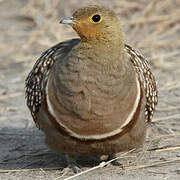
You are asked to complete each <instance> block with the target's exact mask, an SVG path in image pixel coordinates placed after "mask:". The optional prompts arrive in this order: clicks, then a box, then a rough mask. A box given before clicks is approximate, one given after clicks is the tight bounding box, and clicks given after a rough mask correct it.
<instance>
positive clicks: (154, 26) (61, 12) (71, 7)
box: [0, 0, 180, 180]
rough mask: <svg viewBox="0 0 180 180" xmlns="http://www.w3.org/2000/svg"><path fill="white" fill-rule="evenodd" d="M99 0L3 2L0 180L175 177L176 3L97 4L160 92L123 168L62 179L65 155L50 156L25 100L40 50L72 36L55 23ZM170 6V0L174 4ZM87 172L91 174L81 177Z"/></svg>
mask: <svg viewBox="0 0 180 180" xmlns="http://www.w3.org/2000/svg"><path fill="white" fill-rule="evenodd" d="M95 2H96V1H93V0H90V1H82V0H69V1H61V0H52V1H50V0H44V1H43V0H40V1H35V0H31V1H28V0H16V1H14V0H0V179H2V180H11V179H12V180H21V179H22V180H24V179H26V180H34V179H38V180H40V179H43V180H46V179H47V180H59V179H66V178H68V177H71V178H72V179H93V180H99V179H129V180H131V179H134V180H141V179H146V180H154V179H158V180H165V179H167V180H168V179H169V180H170V179H172V180H179V179H180V81H179V80H180V18H179V17H180V1H179V0H173V1H169V0H164V1H157V0H154V1H150V0H135V1H133V2H132V1H125V0H121V1H115V0H112V1H106V0H104V1H99V4H105V5H107V6H110V7H111V8H113V9H114V10H115V11H116V12H117V14H118V15H119V17H120V20H121V22H122V25H123V29H124V34H125V37H126V38H125V41H126V42H128V43H130V44H131V45H133V46H134V47H135V48H136V49H138V50H139V51H141V52H143V54H144V55H145V56H146V57H148V59H149V62H150V63H151V66H152V70H153V73H154V74H155V76H156V78H157V81H158V87H159V104H158V108H157V112H156V114H155V117H154V119H153V122H154V125H153V126H152V127H151V128H150V130H149V133H148V137H147V140H146V143H145V146H144V148H143V149H142V150H138V151H136V152H132V153H128V154H126V155H119V156H120V157H121V158H120V161H121V162H122V163H123V165H124V167H123V168H120V167H114V166H112V165H107V166H106V167H101V168H100V167H99V168H97V169H95V170H93V169H92V167H93V165H95V161H94V160H93V159H92V160H91V162H90V163H86V162H84V161H83V159H80V160H79V163H80V166H81V169H82V172H84V171H85V172H84V174H82V175H79V176H77V177H74V178H73V177H72V176H73V173H71V172H70V173H67V174H64V175H63V173H64V171H63V168H64V167H65V162H64V157H63V155H62V154H55V153H53V152H51V151H50V150H49V149H48V148H47V147H46V146H45V144H44V141H43V140H44V136H43V133H41V132H40V131H39V130H38V129H36V127H35V125H34V123H33V121H32V118H31V116H30V113H29V111H28V109H27V107H26V104H25V99H24V81H25V78H26V76H27V75H28V73H29V71H30V70H31V68H32V65H33V64H34V62H35V61H36V59H37V58H38V57H39V56H40V54H41V52H43V51H44V50H46V49H47V48H48V47H50V46H52V45H54V44H56V43H57V42H59V41H62V40H65V39H69V38H72V37H76V34H75V33H74V32H73V30H72V29H71V28H70V27H68V26H63V25H59V23H58V22H59V18H60V17H62V16H70V15H71V14H72V12H73V11H74V10H75V9H77V8H79V6H84V5H87V4H95ZM172 2H173V3H172ZM87 170H90V172H86V171H87Z"/></svg>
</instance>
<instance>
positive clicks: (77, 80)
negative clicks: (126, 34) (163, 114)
mask: <svg viewBox="0 0 180 180" xmlns="http://www.w3.org/2000/svg"><path fill="white" fill-rule="evenodd" d="M60 23H61V24H69V25H71V26H72V28H73V29H74V30H75V31H76V32H77V34H78V35H79V36H80V39H71V40H68V41H64V42H61V43H58V44H57V45H55V46H53V47H51V48H50V49H48V50H47V51H45V52H44V53H43V54H42V55H41V57H40V58H39V59H38V60H37V62H36V63H35V65H34V67H33V69H32V71H31V72H30V74H29V75H28V77H27V79H26V99H27V106H28V108H29V110H30V111H31V114H32V117H33V119H34V121H35V123H36V125H37V127H38V128H40V129H41V130H42V131H43V132H44V133H45V136H46V144H47V145H48V146H49V147H50V148H51V149H52V150H54V151H56V152H65V153H66V154H67V155H68V157H70V159H71V161H72V159H73V157H74V155H99V156H101V155H109V156H113V155H115V154H116V153H118V152H120V151H125V150H130V149H132V148H138V147H140V146H141V145H142V144H143V142H144V139H145V134H146V129H147V125H148V124H149V123H150V122H151V119H152V117H153V112H154V110H155V106H156V105H157V101H158V99H157V87H156V81H155V78H154V76H153V74H152V73H151V70H150V68H149V64H148V62H147V60H146V59H145V58H144V57H143V56H142V55H141V54H139V53H138V52H136V51H135V50H134V49H132V48H131V47H130V46H129V45H126V44H125V43H124V38H123V33H122V29H121V25H120V22H119V20H118V18H117V16H116V14H115V13H114V12H113V11H112V10H110V9H108V8H106V7H102V6H88V7H84V8H81V9H78V10H77V11H76V12H75V13H74V14H73V16H72V17H70V18H63V19H62V20H61V21H60Z"/></svg>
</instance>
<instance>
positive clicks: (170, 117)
mask: <svg viewBox="0 0 180 180" xmlns="http://www.w3.org/2000/svg"><path fill="white" fill-rule="evenodd" d="M173 118H180V114H175V115H172V116H167V117H159V118H156V119H154V120H153V121H152V122H158V121H162V120H169V119H173Z"/></svg>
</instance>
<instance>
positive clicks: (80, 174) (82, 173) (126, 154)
mask: <svg viewBox="0 0 180 180" xmlns="http://www.w3.org/2000/svg"><path fill="white" fill-rule="evenodd" d="M134 150H135V149H132V150H130V151H128V152H125V153H123V154H122V155H121V156H119V157H116V158H114V159H112V160H110V161H107V162H102V163H100V164H99V165H98V166H95V167H93V168H90V169H88V170H86V171H83V172H80V173H78V174H75V175H73V176H70V177H68V178H66V179H65V180H70V179H73V178H75V177H78V176H80V175H82V174H86V173H88V172H90V171H94V170H96V169H99V168H102V167H104V166H106V165H108V164H110V163H111V162H113V161H115V160H117V159H120V158H123V157H124V156H125V155H127V154H128V153H130V152H133V151H134Z"/></svg>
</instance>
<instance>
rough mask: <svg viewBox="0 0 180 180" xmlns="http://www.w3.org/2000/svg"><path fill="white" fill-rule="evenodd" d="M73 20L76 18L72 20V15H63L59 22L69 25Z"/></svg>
mask: <svg viewBox="0 0 180 180" xmlns="http://www.w3.org/2000/svg"><path fill="white" fill-rule="evenodd" d="M75 22H76V20H74V19H73V17H65V18H62V19H61V20H60V22H59V23H61V24H69V25H71V24H73V23H75Z"/></svg>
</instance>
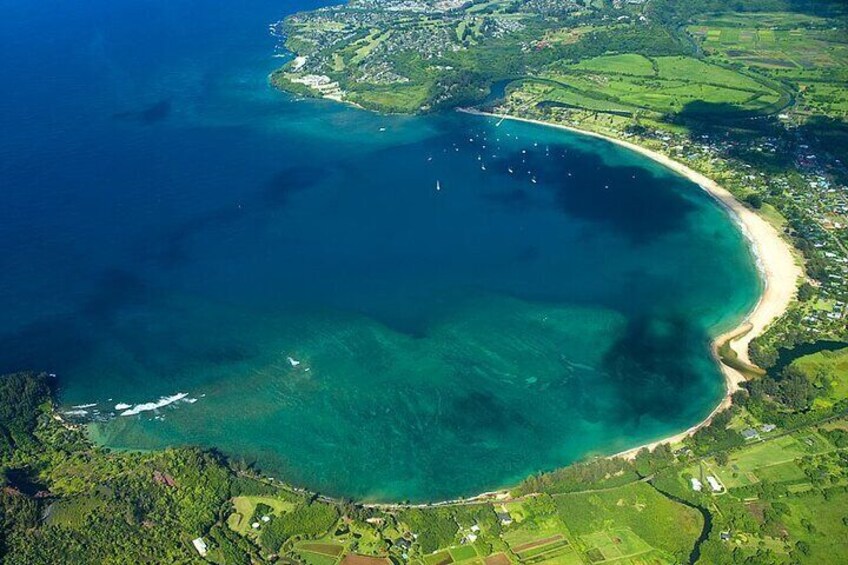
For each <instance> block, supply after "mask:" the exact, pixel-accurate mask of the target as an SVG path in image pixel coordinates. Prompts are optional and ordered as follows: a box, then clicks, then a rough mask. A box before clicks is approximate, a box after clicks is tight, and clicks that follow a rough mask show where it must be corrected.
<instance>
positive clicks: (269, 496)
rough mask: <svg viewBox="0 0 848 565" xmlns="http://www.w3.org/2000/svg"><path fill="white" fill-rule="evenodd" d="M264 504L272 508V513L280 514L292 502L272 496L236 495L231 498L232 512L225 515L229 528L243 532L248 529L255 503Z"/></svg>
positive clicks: (238, 532)
mask: <svg viewBox="0 0 848 565" xmlns="http://www.w3.org/2000/svg"><path fill="white" fill-rule="evenodd" d="M260 503H261V504H266V505H268V506H270V507H271V508H273V510H274V514H277V515H280V514H282V513H284V512H289V511H291V510H292V509H293V508H294V504H293V503H291V502H288V501H285V500H280V499H279V498H274V497H272V496H237V497H235V498H233V509H234V511H233V513H232V514H230V515H229V516H228V517H227V525H228V526H229V527H230V529H232V530H234V531H236V532H238V533H240V534H245V533H247V532H248V531H250V529H251V528H250V518H251V516H253V511H254V510H255V509H256V505H257V504H260Z"/></svg>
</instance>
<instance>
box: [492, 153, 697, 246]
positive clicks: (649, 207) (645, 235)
mask: <svg viewBox="0 0 848 565" xmlns="http://www.w3.org/2000/svg"><path fill="white" fill-rule="evenodd" d="M562 157H566V158H562ZM510 168H512V169H513V171H514V172H513V173H510V172H509V169H510ZM489 170H490V171H491V172H492V173H494V174H498V175H501V176H506V177H512V178H521V177H522V176H523V177H528V181H529V178H530V177H531V176H532V178H535V179H536V181H537V183H534V184H529V182H528V185H529V186H530V187H533V188H526V189H525V188H515V189H511V190H509V191H497V192H489V193H487V194H486V196H485V197H486V198H487V199H488V200H490V201H491V202H493V203H496V204H500V205H503V206H505V207H507V208H509V209H513V210H514V209H516V208H517V209H528V208H530V207H534V206H538V207H541V206H555V207H556V208H557V209H558V210H560V211H561V212H563V213H564V214H566V215H568V216H570V217H573V218H577V219H580V220H584V221H588V222H593V223H600V224H604V225H605V226H606V227H608V228H610V229H612V230H614V231H616V232H618V233H619V234H620V235H622V236H623V237H626V238H627V239H628V240H629V241H630V242H631V243H633V244H645V243H650V242H651V241H653V240H655V239H656V238H659V237H661V236H663V235H665V234H667V233H672V232H675V231H677V230H680V229H681V228H682V227H683V226H685V223H686V221H687V215H688V214H689V213H690V212H691V211H693V210H694V205H693V204H692V203H690V202H689V201H688V200H687V199H686V198H685V197H684V196H682V195H681V194H680V192H679V191H678V190H675V189H674V183H676V182H678V181H677V179H675V178H674V177H669V179H668V181H667V182H665V183H663V185H661V186H657V187H656V189H654V190H651V191H650V194H649V195H646V193H645V185H646V184H649V183H650V184H653V185H656V184H657V183H656V179H655V178H654V177H653V175H652V173H651V172H650V171H647V170H645V169H643V168H640V167H628V166H611V165H609V164H606V163H604V162H603V159H602V158H601V157H599V156H597V155H593V154H590V153H584V152H580V153H579V154H577V155H574V156H573V157H571V156H570V153H569V151H568V149H567V148H566V147H564V146H560V145H550V146H549V152H548V154H546V153H545V152H542V151H538V150H537V151H533V152H528V153H526V154H524V153H521V152H520V151H511V152H509V153H507V154H505V155H503V156H500V157H499V158H498V159H496V160H495V161H494V162H492V164H491V166H490V167H489ZM536 188H540V189H542V190H544V191H545V192H544V193H543V194H548V195H552V197H553V202H551V201H550V200H549V199H547V198H541V197H537V196H535V195H534V194H533V192H534V191H535V190H536Z"/></svg>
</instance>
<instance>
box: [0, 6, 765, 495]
※ ※ ※
Aim of the task
From the items above, pull out every line that contains the string "positive". Match case exactly.

Written response
positive clicks: (154, 26) (61, 12) (71, 7)
positive clicks: (77, 80)
positive clicks: (170, 117)
positive clicks: (80, 174) (82, 173) (126, 154)
positive clicks: (269, 496)
positive clicks: (238, 532)
positive clicks: (649, 207) (645, 235)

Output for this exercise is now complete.